**Requirements**
[A] List every alternative name or symbol for carbon-14 that the Shroud dating article gives.
[B] Reproduce the passage of the Shroud dating article between "Q. In 1988 small" and "the radiocarbon results?", inclusive, with no changes.

Carbon-14 Dating of the Holy Shroud in 1988


Q. In 1988 small samples cut from one corner of the Shroud were radiocarbon dated and declared to be of mediaeval origin  (‘radiocarbon age’  691 years ± 31;   Historical age between 1262 and 1384 A.D. at 95% confidence). Why do Shroud scientists in the main now view this declaration as erroneous?


Q. What is radiocarbon dating?


Q. How does contamination of the Holy Shroud test samples affect the radiocarbon results?


Q. What is the date of origin for the Shroud?






·        The 1989 assertion of a mediaeval age for the Shroud of around 1300 A.D. is erroneous because the analysis failed to take into account the 87% initial, and the 50% final, non-removable contamination of the test samples, which had been cut from a heavily handled corner of the Shroud. 


·        Corrections for the contamination point to an ancient origin for the Shroud  in the  3rd to 4th  century or earlier.


·        Corrections for a possible neutron flux could further push the age back towards the 1st century A.D.


·        Carbon -14 dating results now agree with the evidence from other scientific and scholarly research that that the Shroud is ancient and not mediaeval.



1. Radiocarbon Dating: What is it?

Carbon-14, also called  radiocarbon or radioactive carbon (14C, C14 ) exists in very small traces in the atmosphere. It originates in the upper atmosphere, formed by the interaction of cosmic radiation with atmospheric nitrogen, and then it diffuses gradually down to the earth’s surface.  It is absorbed from the air by all living organisms during respiration so long as the organism lives.  At the moment the organism dies the amount of carbon-14, and its ratio to ordinary non-decaying, non-radioactive organic carbon, is fixed. Moreover, the decay rate of carbon-14 is known very precisely. Therefore if the carbon-14 amount remaining in a sample is measured a number of years after the organism died, this can tell us when the organism lived. Thus, linen cloth can be dated to the time the flax plants from which the linen was made were harvested.


If we represent the number of C14 atoms at any given time after the death of the organism by N, and original number of C14 atoms at the time of origin of the sample by No,  then the decay rate is given mathematically as


N/No = e-kt


where t is time elapsed between origin and sampling in years, k is the decay constant, which for carbon-14 has the value  0.0001209, and e is the number 2.71828, the base of natural logarithms. This mathematical relationship, its graph and it application are discussed in some  detail in the  link  Carbon 14 dating calculations.)

How carbon dating is done can be seen from some simple examples.  First let us suppose we have a clean linen cloth that we are sure on other grounds originated from the 1st century A.D., for example from the year 1 A.D.  Let us then cut a small sample from this linen cloth (say, weight 10 milligram and area of sample 1 square centimeter) and run a dating test on it in the year 2000. Then the calculations show that  we should expect to get a ‘radiocarbon  age’ of 1999 years. This corresponds to an historical date of origin of 1 A.D (. since 2000 – 1999 = 1 )  So, in the case of a clean test sample,  the procedure is relatively straightforward.

**Excerpt from a dataset**
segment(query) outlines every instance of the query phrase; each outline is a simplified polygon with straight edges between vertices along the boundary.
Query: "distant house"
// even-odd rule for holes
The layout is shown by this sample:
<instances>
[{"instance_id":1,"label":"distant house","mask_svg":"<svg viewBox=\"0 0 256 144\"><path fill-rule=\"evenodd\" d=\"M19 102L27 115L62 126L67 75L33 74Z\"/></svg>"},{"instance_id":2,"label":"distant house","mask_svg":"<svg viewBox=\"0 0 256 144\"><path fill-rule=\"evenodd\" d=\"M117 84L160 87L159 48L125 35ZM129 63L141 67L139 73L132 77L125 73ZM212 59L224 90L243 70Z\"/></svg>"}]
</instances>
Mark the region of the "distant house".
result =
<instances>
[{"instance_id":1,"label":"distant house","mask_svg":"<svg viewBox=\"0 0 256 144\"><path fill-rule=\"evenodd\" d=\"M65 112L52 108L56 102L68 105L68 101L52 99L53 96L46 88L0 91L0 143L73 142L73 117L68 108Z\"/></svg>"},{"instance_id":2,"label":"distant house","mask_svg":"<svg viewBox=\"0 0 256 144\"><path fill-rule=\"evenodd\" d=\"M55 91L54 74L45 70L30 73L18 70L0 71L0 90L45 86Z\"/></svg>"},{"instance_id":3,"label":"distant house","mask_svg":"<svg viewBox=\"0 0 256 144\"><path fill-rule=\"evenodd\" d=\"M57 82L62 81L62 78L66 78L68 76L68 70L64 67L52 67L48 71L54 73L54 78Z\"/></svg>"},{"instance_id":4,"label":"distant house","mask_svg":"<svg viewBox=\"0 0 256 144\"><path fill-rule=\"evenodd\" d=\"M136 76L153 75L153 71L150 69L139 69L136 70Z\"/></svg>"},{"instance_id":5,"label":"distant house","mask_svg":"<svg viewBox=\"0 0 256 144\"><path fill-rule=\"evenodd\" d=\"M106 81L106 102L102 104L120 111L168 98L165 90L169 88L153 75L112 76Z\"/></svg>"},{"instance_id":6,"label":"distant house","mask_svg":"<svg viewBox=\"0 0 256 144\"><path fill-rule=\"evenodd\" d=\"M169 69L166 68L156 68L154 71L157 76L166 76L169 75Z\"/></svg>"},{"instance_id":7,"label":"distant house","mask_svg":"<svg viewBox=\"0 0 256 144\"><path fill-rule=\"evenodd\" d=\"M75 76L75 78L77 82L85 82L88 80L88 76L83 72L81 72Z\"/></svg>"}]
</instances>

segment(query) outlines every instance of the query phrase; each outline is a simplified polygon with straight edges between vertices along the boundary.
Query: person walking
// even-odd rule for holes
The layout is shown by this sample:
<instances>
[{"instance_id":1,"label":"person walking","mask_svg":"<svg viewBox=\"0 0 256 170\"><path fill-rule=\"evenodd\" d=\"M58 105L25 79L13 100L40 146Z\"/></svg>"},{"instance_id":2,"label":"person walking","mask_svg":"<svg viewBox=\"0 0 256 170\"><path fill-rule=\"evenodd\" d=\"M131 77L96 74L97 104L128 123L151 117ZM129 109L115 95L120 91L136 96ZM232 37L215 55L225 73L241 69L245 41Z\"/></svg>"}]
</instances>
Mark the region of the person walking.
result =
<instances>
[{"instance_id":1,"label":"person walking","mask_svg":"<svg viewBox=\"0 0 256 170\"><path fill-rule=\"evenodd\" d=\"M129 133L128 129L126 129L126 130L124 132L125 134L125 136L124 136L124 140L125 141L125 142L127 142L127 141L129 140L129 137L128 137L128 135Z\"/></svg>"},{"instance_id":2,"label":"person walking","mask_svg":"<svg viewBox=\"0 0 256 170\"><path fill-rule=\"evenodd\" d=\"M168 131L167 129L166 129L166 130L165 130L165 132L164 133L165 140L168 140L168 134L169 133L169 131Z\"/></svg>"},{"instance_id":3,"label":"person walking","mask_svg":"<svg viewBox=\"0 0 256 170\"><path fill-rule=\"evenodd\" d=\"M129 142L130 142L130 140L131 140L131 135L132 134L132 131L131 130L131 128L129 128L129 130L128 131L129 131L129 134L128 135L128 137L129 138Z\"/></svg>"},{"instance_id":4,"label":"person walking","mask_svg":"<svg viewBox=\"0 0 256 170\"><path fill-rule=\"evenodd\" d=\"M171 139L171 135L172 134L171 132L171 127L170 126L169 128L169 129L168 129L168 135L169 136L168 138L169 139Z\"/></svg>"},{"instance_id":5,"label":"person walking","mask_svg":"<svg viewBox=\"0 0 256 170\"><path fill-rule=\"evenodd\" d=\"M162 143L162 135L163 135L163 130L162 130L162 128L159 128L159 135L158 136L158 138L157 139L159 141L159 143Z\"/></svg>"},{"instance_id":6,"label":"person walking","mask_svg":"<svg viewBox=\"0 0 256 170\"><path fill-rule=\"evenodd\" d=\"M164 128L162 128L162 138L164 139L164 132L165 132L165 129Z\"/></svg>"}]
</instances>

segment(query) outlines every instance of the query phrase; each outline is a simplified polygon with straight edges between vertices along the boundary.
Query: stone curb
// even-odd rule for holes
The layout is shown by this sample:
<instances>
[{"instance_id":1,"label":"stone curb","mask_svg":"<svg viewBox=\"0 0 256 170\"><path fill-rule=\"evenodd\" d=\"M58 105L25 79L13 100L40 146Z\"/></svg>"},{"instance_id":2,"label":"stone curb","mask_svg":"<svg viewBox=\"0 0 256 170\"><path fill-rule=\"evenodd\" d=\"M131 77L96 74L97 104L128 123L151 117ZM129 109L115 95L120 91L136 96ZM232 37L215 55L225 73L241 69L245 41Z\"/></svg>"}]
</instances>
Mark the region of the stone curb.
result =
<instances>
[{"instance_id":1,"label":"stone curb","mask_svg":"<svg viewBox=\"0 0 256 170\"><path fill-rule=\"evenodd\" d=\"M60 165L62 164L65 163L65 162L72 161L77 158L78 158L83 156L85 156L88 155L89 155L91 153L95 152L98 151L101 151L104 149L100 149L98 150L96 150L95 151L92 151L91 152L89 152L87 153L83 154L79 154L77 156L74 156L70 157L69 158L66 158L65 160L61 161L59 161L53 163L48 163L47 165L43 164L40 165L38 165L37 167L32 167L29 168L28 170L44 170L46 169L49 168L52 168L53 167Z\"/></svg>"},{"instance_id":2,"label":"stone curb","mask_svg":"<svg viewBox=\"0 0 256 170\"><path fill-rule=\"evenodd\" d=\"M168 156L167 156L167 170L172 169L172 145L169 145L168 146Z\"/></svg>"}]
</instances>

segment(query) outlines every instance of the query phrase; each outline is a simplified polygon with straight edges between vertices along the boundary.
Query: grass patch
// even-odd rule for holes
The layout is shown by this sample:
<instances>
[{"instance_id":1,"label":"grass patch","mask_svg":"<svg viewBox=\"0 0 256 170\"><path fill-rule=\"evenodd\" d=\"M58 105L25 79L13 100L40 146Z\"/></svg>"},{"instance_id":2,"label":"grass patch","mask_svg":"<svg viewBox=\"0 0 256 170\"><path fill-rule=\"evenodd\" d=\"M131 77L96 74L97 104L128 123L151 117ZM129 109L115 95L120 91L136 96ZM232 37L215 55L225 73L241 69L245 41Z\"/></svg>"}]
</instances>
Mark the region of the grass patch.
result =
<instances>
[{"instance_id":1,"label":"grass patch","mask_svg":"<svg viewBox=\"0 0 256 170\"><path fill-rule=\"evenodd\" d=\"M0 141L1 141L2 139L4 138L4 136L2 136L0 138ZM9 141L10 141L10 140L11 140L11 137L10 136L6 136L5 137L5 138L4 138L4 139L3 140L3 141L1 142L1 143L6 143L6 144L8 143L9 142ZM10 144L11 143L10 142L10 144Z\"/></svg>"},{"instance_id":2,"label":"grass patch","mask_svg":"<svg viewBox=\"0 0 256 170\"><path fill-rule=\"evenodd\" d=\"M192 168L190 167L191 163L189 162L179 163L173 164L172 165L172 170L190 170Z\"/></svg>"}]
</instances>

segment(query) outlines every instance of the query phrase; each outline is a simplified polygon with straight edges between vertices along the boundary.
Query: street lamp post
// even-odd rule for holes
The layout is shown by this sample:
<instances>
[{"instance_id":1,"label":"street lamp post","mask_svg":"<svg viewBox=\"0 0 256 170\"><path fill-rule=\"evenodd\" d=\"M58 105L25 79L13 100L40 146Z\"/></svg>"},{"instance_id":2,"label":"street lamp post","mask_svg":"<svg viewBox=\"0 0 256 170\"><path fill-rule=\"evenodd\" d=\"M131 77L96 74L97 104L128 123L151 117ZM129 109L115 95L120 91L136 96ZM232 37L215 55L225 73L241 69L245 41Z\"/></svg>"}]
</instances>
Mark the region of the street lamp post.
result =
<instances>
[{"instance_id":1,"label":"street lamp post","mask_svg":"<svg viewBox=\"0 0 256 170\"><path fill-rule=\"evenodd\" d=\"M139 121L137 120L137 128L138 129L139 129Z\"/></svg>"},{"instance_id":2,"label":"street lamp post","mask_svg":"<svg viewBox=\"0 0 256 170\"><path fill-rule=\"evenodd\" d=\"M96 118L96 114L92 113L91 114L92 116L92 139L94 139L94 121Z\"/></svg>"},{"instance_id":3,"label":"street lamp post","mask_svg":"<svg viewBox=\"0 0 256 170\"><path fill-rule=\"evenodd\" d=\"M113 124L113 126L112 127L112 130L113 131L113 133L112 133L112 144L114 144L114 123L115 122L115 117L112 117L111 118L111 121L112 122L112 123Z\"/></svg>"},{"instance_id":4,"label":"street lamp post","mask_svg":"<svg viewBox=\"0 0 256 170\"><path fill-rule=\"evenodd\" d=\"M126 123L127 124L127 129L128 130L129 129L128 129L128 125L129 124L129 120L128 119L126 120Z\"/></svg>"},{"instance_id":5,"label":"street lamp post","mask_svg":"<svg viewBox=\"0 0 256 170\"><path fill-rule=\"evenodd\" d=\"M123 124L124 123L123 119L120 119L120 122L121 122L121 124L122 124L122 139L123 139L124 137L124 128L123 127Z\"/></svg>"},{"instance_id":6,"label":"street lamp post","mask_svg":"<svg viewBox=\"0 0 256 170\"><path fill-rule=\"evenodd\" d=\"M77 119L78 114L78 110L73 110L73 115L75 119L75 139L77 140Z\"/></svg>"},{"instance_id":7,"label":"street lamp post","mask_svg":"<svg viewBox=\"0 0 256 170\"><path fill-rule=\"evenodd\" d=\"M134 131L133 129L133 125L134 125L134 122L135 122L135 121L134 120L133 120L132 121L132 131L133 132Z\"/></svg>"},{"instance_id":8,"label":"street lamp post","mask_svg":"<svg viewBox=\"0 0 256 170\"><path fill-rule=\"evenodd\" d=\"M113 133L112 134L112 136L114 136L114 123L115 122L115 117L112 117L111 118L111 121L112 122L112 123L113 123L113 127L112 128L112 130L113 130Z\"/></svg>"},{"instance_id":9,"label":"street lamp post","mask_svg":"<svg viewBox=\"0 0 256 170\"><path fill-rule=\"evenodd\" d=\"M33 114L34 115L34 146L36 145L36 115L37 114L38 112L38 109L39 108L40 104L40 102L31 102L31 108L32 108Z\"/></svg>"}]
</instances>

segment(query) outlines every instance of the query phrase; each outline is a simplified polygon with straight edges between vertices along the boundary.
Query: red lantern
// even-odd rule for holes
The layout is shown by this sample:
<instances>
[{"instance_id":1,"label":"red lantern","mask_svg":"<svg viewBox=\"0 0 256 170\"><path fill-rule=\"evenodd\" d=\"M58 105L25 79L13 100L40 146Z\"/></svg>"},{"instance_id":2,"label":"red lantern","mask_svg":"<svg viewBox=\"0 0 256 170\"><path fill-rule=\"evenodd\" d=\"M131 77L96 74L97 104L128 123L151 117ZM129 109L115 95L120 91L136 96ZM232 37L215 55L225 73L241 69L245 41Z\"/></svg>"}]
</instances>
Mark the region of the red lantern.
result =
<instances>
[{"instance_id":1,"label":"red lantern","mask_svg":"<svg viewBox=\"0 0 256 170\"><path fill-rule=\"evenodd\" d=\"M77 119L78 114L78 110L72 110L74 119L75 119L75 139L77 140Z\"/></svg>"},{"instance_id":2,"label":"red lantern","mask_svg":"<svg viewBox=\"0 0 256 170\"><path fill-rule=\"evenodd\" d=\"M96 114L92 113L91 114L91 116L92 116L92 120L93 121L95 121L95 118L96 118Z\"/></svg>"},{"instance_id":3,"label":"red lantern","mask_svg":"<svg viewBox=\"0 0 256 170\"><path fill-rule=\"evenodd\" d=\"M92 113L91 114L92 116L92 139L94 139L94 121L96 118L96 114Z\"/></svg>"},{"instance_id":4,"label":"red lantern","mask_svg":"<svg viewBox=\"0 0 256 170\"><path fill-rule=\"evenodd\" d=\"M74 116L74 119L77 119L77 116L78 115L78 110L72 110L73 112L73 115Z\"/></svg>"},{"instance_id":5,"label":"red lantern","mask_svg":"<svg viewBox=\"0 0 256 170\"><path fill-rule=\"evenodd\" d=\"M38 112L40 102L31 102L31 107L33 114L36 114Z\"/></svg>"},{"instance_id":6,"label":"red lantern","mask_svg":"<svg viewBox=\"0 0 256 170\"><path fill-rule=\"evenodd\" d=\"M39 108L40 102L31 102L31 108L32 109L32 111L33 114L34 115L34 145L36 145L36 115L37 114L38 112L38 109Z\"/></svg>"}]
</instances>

**Task solutions**
[A]
radiocarbon
radioactive carbon
14C
C14

[B]
Q. In 1988 small samples cut from one corner of the Shroud were radiocarbon dated and declared to be of mediaeval origin  (‘radiocarbon age’  691 years ± 31;   Historical age between 1262 and 1384 A.D. at 95% confidence). Why do Shroud scientists in the main now view this declaration as erroneous?


Q. What is radiocarbon dating?


Q. How does contamination of the Holy Shroud test samples affect the radiocarbon results?